*Stored data entries:*

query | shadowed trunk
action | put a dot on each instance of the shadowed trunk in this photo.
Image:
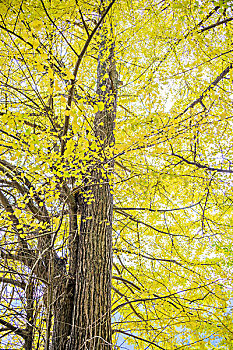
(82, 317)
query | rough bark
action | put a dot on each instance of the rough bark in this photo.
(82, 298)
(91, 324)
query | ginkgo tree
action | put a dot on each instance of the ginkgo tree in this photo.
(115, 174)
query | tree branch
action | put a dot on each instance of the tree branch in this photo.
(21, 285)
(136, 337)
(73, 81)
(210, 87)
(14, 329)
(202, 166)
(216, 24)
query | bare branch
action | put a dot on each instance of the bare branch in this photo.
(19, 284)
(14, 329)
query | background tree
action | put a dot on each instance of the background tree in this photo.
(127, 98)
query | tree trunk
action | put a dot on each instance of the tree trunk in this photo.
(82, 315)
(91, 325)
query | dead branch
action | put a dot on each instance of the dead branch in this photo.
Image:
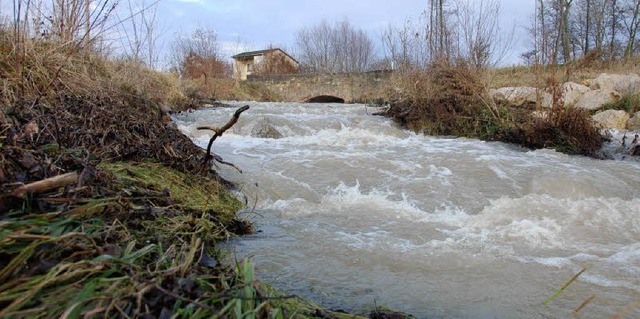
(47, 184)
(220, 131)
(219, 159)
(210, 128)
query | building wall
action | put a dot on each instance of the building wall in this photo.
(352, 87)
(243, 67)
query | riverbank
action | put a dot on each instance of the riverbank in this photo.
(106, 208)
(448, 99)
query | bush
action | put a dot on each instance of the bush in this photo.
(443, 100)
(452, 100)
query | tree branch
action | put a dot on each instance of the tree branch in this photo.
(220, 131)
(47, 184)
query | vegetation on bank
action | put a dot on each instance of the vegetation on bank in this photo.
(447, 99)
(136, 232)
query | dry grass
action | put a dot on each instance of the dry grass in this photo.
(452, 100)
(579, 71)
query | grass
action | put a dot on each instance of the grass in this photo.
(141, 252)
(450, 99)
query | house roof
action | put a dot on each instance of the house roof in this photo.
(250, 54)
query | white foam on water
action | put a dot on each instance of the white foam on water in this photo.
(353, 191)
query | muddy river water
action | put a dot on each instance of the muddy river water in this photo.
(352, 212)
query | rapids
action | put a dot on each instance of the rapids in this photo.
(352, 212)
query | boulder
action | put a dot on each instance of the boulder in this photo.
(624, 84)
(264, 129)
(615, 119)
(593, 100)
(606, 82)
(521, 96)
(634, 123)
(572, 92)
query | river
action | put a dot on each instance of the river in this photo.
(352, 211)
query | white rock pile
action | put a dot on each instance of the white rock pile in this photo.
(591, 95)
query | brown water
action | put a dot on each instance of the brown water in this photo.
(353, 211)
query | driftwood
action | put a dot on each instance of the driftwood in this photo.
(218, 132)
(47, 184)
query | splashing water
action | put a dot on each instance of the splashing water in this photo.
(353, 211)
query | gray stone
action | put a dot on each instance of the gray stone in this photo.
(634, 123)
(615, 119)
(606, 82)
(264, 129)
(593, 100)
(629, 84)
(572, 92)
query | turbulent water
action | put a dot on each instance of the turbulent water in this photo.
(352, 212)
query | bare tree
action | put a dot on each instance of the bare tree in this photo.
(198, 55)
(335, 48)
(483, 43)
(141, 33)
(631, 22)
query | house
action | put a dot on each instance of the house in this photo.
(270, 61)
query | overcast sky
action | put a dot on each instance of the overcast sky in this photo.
---
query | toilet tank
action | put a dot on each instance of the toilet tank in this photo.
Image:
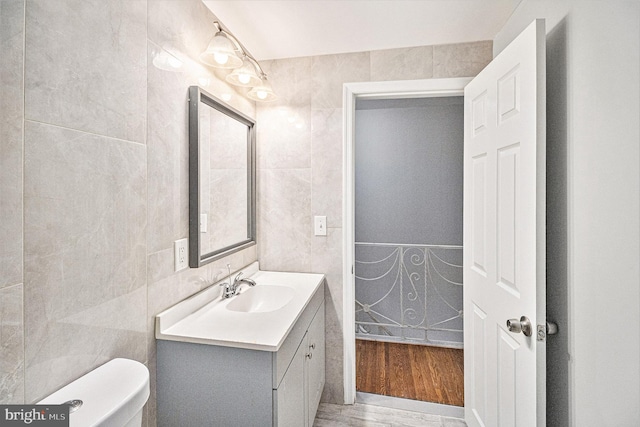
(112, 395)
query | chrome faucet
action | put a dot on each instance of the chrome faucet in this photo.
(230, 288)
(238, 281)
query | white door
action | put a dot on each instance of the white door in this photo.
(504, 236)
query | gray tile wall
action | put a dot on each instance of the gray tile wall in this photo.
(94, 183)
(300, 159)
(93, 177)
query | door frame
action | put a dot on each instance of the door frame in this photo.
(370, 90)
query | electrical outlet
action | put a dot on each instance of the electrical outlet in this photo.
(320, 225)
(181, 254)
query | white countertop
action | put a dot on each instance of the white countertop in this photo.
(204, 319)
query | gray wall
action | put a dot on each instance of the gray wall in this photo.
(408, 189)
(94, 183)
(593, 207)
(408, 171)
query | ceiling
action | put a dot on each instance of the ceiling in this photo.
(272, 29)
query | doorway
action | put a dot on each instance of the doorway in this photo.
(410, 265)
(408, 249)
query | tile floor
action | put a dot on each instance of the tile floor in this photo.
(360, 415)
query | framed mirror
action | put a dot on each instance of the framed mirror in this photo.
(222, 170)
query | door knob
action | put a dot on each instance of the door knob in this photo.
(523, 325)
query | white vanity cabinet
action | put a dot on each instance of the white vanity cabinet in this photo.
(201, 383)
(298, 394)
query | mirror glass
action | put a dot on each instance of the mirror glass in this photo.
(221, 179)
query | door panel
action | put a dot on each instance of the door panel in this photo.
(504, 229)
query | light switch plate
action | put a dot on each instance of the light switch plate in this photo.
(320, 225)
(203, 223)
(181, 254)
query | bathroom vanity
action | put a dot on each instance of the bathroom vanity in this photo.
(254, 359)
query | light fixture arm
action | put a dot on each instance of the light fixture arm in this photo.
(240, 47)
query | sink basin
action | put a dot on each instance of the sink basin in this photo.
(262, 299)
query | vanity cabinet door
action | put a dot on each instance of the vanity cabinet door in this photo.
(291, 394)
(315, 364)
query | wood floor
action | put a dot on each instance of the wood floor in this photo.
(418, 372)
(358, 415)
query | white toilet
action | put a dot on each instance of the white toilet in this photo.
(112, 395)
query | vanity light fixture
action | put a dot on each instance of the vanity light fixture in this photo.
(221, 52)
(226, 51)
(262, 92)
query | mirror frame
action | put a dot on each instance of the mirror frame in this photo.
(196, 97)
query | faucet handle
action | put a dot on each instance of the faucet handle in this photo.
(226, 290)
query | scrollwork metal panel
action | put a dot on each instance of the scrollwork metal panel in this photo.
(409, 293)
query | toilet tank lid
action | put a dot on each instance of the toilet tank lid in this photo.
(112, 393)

*About this exercise:*
If a line in the entries holds the string "overcast", copy it.

*Your response:*
query | overcast sky
action | put a dot on each instance of the overcast sky in this photo.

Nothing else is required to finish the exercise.